STATED EXERCISE:
Would you set down every entry shown below, precisely as written?

[Data records]
□ □ □ □ □
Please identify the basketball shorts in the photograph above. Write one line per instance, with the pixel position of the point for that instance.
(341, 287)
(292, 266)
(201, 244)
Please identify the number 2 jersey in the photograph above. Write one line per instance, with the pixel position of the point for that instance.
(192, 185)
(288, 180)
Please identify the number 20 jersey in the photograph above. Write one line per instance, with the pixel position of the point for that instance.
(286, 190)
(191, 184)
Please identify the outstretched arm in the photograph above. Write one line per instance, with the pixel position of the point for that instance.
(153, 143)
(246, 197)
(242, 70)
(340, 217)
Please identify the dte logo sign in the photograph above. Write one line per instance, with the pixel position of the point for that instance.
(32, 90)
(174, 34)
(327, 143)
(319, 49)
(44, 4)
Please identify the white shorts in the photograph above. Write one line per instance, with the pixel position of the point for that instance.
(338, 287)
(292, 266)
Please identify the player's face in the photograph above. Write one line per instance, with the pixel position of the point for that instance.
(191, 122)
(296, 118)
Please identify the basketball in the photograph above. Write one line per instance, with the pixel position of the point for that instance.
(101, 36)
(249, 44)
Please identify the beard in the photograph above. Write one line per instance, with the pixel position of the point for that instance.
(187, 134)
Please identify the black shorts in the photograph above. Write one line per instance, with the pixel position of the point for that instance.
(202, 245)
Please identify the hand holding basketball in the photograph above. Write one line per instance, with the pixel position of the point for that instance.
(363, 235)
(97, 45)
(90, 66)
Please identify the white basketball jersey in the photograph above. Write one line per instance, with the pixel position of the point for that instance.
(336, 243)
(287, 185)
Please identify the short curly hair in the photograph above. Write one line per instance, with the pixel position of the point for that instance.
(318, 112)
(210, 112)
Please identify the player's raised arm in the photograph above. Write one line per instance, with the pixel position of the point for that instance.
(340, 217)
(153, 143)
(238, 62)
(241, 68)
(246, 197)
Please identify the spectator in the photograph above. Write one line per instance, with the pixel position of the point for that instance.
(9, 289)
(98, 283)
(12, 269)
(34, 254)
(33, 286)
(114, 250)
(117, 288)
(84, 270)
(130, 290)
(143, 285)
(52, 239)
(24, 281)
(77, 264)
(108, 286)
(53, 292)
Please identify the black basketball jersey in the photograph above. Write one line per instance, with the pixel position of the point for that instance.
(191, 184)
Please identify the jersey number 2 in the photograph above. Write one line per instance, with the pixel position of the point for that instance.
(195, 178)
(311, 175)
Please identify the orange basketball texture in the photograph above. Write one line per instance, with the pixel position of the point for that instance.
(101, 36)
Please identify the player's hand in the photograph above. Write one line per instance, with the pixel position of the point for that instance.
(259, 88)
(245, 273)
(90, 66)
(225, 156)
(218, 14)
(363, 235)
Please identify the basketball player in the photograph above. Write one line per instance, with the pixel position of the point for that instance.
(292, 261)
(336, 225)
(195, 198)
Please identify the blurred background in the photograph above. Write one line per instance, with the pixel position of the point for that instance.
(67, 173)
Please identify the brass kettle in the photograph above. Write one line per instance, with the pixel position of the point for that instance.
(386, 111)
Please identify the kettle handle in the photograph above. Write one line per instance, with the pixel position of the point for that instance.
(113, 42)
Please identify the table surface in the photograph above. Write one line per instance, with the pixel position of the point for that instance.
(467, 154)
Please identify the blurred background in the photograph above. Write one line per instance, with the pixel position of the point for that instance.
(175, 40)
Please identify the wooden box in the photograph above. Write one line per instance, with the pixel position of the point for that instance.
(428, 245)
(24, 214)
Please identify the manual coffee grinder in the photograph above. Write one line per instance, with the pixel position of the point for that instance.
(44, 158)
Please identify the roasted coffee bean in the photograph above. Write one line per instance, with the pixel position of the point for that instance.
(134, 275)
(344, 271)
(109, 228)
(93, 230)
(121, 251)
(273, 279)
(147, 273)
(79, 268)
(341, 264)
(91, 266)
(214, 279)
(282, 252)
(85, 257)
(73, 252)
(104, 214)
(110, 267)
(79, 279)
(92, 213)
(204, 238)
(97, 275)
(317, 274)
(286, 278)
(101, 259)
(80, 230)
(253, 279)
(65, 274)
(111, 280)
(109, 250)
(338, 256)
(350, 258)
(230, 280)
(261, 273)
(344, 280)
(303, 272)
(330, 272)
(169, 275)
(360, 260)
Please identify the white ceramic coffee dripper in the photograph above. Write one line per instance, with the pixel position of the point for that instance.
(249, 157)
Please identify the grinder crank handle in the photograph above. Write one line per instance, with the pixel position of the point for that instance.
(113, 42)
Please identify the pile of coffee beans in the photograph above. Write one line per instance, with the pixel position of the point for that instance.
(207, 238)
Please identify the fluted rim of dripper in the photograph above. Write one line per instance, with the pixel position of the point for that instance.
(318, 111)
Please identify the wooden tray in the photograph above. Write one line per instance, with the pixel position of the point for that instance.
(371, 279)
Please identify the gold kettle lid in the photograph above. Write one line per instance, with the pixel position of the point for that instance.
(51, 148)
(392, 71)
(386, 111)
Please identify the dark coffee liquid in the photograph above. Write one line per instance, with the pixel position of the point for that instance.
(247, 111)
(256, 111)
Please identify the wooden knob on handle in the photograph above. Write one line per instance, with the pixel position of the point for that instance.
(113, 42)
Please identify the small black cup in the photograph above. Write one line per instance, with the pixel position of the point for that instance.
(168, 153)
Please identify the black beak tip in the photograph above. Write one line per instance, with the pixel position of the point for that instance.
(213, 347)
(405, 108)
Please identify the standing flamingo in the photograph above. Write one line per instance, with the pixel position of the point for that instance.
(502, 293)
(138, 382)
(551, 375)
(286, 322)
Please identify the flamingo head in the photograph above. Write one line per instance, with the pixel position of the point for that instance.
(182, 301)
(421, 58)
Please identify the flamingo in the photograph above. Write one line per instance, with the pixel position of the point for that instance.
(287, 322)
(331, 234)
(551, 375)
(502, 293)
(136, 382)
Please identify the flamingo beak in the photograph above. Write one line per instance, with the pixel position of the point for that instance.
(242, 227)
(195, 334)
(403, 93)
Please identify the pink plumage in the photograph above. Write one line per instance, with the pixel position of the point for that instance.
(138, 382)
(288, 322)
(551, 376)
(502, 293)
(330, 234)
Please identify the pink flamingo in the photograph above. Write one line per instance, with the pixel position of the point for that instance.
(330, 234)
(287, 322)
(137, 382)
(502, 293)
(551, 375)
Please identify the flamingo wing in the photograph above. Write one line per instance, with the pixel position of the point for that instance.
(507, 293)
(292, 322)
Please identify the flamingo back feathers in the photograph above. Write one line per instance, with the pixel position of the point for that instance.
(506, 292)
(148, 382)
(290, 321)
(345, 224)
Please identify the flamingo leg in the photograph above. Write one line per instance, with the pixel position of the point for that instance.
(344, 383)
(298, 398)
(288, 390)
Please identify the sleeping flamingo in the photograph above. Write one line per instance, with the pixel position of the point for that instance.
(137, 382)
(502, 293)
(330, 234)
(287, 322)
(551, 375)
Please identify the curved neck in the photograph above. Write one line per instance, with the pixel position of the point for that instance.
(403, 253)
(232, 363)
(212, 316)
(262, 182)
□ □ □ □ □
OUTPUT OF THE TASK:
Please identify the basketball shorts in the photograph above. Write one line per instance, with the pixel position of the point for that instance.
(341, 287)
(292, 266)
(201, 244)
Please identify the number 2 jersey in the photograph above. Write one line per instance, with the pixel position of the point for that instance.
(192, 185)
(288, 180)
Please identify the number 20 jersey in the photograph above. Write one line per instance, with the pixel position of the point for that instance.
(286, 190)
(191, 184)
Please identify the outstretched arm in the photograph above. Write one line per instance, with the pixel position of the point for that instance.
(153, 143)
(246, 197)
(242, 70)
(340, 217)
Please identify the dte logo sign in the photograph above. Write one line per instance, with the pixel position of the point for that instance.
(32, 90)
(174, 34)
(327, 143)
(319, 49)
(44, 4)
Please identify the white shorts in the photograph above. Write one line per instance, with the pixel position of the point for that instance.
(338, 287)
(292, 266)
Please identify the player's face in the photograph above. Write one line per instance, with the pixel position of the point for that instance.
(191, 122)
(296, 118)
Please identify the basketball in the photograph above. Write one line per instance, with the pixel position of the point for that instance.
(101, 36)
(249, 44)
Please identify the beard in the photograph above. Write one line per instance, with the pixel position of the point for that instance.
(187, 134)
Please identify the black shorts in the photograph above. Write one line per instance, with the pixel position of the point for that instance.
(202, 245)
Please identify the hand holding basketball in the photograph above. Write one line per instance, with the pixel position of the point for that instance.
(363, 235)
(97, 45)
(90, 66)
Please identify the white basketball jersey in the photograph above. Write one line per instance, with the pixel position of the point for that instance.
(336, 243)
(287, 185)
Please identify the short curly hair in the photograph above. Write one line per instance, with the pixel position of the point for that instance.
(318, 112)
(210, 112)
Please identify the player's raised arm in the photograph above. Write one line per instance, with the pixel position of the point for that instance.
(340, 217)
(153, 143)
(238, 62)
(241, 68)
(246, 197)
Please identify the spectator in the photograph above. Write one line per instance, with the pixel position of the point for that instance.
(9, 289)
(98, 283)
(12, 269)
(34, 254)
(33, 286)
(114, 250)
(117, 288)
(84, 270)
(130, 290)
(143, 285)
(52, 239)
(24, 281)
(77, 264)
(108, 286)
(53, 292)
Please identify the black basketball jersey in the photograph above. Write one line per instance, with the pixel position of the point for that instance.
(191, 184)
Please identify the jersey number 2 in the photograph above. Write one line per instance, with the pixel position of the point for that instance.
(195, 178)
(311, 175)
Please identify the orange basketball texture in the photograph above. Write one line per instance, with the pixel position of the point for that instance.
(101, 36)
Please identify the player's hand in the photograph above. Write one line per instance, with the pixel position of the point for that instance.
(259, 88)
(245, 273)
(90, 66)
(225, 156)
(218, 14)
(363, 235)
Please identify the basketball player in the photograph above. Write one line per instance, with the pixel position of the point for that instance.
(292, 261)
(336, 225)
(195, 198)
Please identify the blurred background in the photograph above. Write one line per instance, with the pixel position of the point for that instance.
(67, 173)
Please identify the brass kettle in the photograph above. Write one line per instance, with the pixel position of the point for that instance.
(386, 111)
Please identify the kettle handle in the photograph above. Write one line per instance, with the pixel position of the point for that instance.
(113, 42)
Please identify the table surface in the photograph above. Write one line per instance, with the pixel position of the point for that instance.
(467, 154)
Please identify the blurred background in the photograph above. Write one line per instance, with the pixel position of the point for that instance.
(175, 40)
Please identify the wooden box in the photograph above. Write one line per instance, with the pixel position of the point for that instance.
(428, 245)
(24, 214)
Please identify the manual coffee grinder in the photograph above. Write one line per instance, with the pixel position of the point for that instance.
(44, 158)
Please identify the roasted coffee bean in the photograph above. Write one line per instance, with the pixel position of the point for that instance.
(134, 275)
(344, 271)
(109, 228)
(93, 230)
(121, 251)
(273, 279)
(147, 273)
(79, 268)
(341, 264)
(91, 266)
(214, 279)
(282, 252)
(85, 257)
(73, 252)
(104, 214)
(110, 267)
(79, 279)
(92, 213)
(204, 238)
(97, 275)
(317, 274)
(286, 278)
(101, 259)
(80, 230)
(253, 279)
(65, 274)
(111, 280)
(109, 250)
(338, 256)
(350, 258)
(230, 280)
(261, 273)
(344, 280)
(303, 272)
(330, 272)
(169, 275)
(360, 260)
Please identify the white ceramic coffee dripper in the photograph above. Write one line per instance, with the pixel position of the point for that instance.
(249, 157)
Please identify the grinder crank handle in the photograph above. Write one line per instance, with the pixel position of the point for that instance.
(113, 42)
Please identify the pile of coffee beans in the photograph above. Write one line per instance, with the pixel position of the point for that instance.
(207, 238)
Please identify the fluted rim of dripper in the photograph above. Write one line per instance, with the pixel position of the point for that instance.
(318, 111)
Please identify the wooden tray in the photograph above. Write one line per instance, with the pixel position of the point for that instance.
(371, 279)
Please identify the gold kettle lid in the photograph above. Write one line per instance, with the pixel position of the point for that instance.
(51, 148)
(392, 71)
(386, 111)
Please identify the dark coffee liquid in the photograph above. Write one line per instance, with the pixel position of the point for that instance.
(247, 111)
(256, 111)
Please identify the wooden knob on handle in the photograph above. Write one line per instance, with the pixel position of the point for that instance.
(113, 42)
Please identify the small black cup in the photograph above. Write one line per instance, with the pixel position of the point for that instance.
(168, 153)
Please identify the black beak tip in the photograph above. Write one line per instance, with the pixel position of the point for that instance.
(213, 347)
(405, 108)
Please identify the standing flamingo in the photograph above. Write one line per instance, with the pixel position of the point for that instance.
(502, 293)
(138, 382)
(551, 375)
(286, 322)
Please identify the flamingo head in the photograph above. Write one line per instance, with the pixel position of the point for that instance.
(182, 301)
(421, 58)
Please identify the flamingo in the photograph above. Write one line per instance, with the pixel position of the point for that instance.
(287, 322)
(331, 234)
(551, 375)
(502, 293)
(136, 382)
Please identify the flamingo beak in the photograph above. Write one line per instance, with the pixel position of the point for that instance.
(242, 227)
(195, 334)
(403, 93)
Please identify the pink plumage in the photograph above. Write one line per instance, with the pixel position of the point for that instance.
(138, 382)
(288, 322)
(551, 376)
(502, 293)
(330, 234)
Please identify the pink flamingo in the photograph above. Write one line per instance, with the pixel position of the point for that instance.
(330, 234)
(287, 322)
(137, 382)
(502, 293)
(551, 375)
Please identify the flamingo wing in the photograph above. Write one line per instance, with the pixel position of the point for that instance.
(507, 293)
(292, 322)
Please identify the flamingo back feathers in the photograph above. Write one line per instance, with the pixel position of the point for that instance.
(506, 292)
(148, 382)
(290, 321)
(345, 224)
Please identify the flamingo leg in the photograph above. Write one line per instance, with the pixel position of the point for that instance.
(344, 383)
(298, 398)
(288, 390)
Please identify the sleeping flamingo in the photograph above. Write one line per instance, with the pixel position of the point for that instance.
(137, 382)
(502, 293)
(330, 234)
(287, 322)
(551, 375)
Please identify the curved neck in the photograph above. Write one line per instance, with the pixel position of the point for that instance.
(403, 253)
(232, 363)
(212, 316)
(262, 182)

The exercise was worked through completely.